*Okuma Metni:*
◇ ◇ ◇

Karşılaşmanın son dakikalarında savunma ve kalecideki bir anlık konsantrasyon ve müdahale eksikliği İnegöl’ün beraberlik golünü getirdi; son saniyeler oynanırken Ramazan’ın şutunun savunmaya çarpıp direğin hemen yanından dışarı çıkması, kazanılan kornerde Fahri’nin indirdiği topa Ercan’ın yakından vurduğu kafanın gol olmaması YMS’nin o günkü son talihsizlikleriydi.

Hakem, İstanbul bölgesinden Osman Yiğit Özer karşılaşmanın zorluk derecesine uygun bir maç yönetti. Tek ciddi hatası 42. dakikada Fahri’ye ceza yayı önünde yapılan faule avantaj uygulamasıydı (velev ki o pozisyon faul ola!). Bu pozisyonda top neredeyse taç çizgisi bölgesine açılmıştı; dolayısıyla avantaj ortadan kalkmıştı. 

Sayın Halkımız ve “Yeni” Malatyaspor

Gerçi apayrı bir yazı konusu ama bu takıma karşı artan bir ilgi var. Sokakta, tribünde, minibüste (bir taraftar, beraberliği kast ederek, halen çöküntü halindeyim, diyordu telefonda bir arkadaşına) ve kendi ilişkilerimden gözlediğim kadarıyla (yıllardır maça gitmeyen arkadaşlarım maça gitmişler) bu takım “tuttu”. Tutarken başındaki “yeni” ve arkasındaki belediye desteği kimsenin umurunda değil. “Malatyaspor” niyetine destekliyorlar bu takımı. Oynanan futbol ve alınan başarılı sonuçlar bunda etkili; arkasını bırakmamak lazım.

◇ ◇ ◇

*Toplanan Malzeme:*

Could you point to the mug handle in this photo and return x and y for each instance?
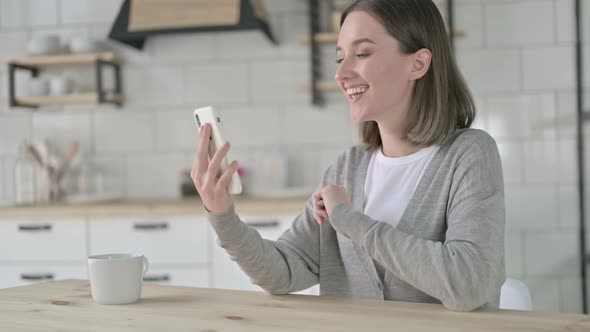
(146, 265)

◇ ◇ ◇

*Yapılacak İşler:*
a) Maç yazısından, "Hakem, İstanbul bölgesinden" sözlerinin geçtiği yerden başlayıp "arkasını bırakmamak lazım." sözlerinden sonra biten bölümü harfi harfine alıntılar mısın?
b) Maç yazısına göre karşılaşmayı hangi bölgeden hangi hakem yönetti?

*Verilen Yanıtlar:*
a)
Hakem, İstanbul bölgesinden Osman Yiğit Özer karşılaşmanın zorluk derecesine uygun bir maç yönetti. Tek ciddi hatası 42. dakikada Fahri’ye ceza yayı önünde yapılan faule avantaj uygulamasıydı (velev ki o pozisyon faul ola!). Bu pozisyonda top neredeyse taç çizgisi bölgesine açılmıştı; dolayısıyla avantaj ortadan kalkmıştı. 

Sayın Halkımız ve “Yeni” Malatyaspor

Gerçi apayrı bir yazı konusu ama bu takıma karşı artan bir ilgi var. Sokakta, tribünde, minibüste (bir taraftar, beraberliği kast ederek, halen çöküntü halindeyim, diyordu telefonda bir arkadaşına) ve kendi ilişkilerimden gözlediğim kadarıyla (yıllardır maça gitmeyen arkadaşlarım maça gitmişler) bu takım “tuttu”. Tutarken başındaki “yeni” ve arkasındaki belediye desteği kimsenin umurunda değil. “Malatyaspor” niyetine destekliyorlar bu takımı. Oynanan futbol ve alınan başarılı sonuçlar bunda etkili; arkasını bırakmamak lazım.

b) İstanbul bölgesinden Osman Yiğit Özer.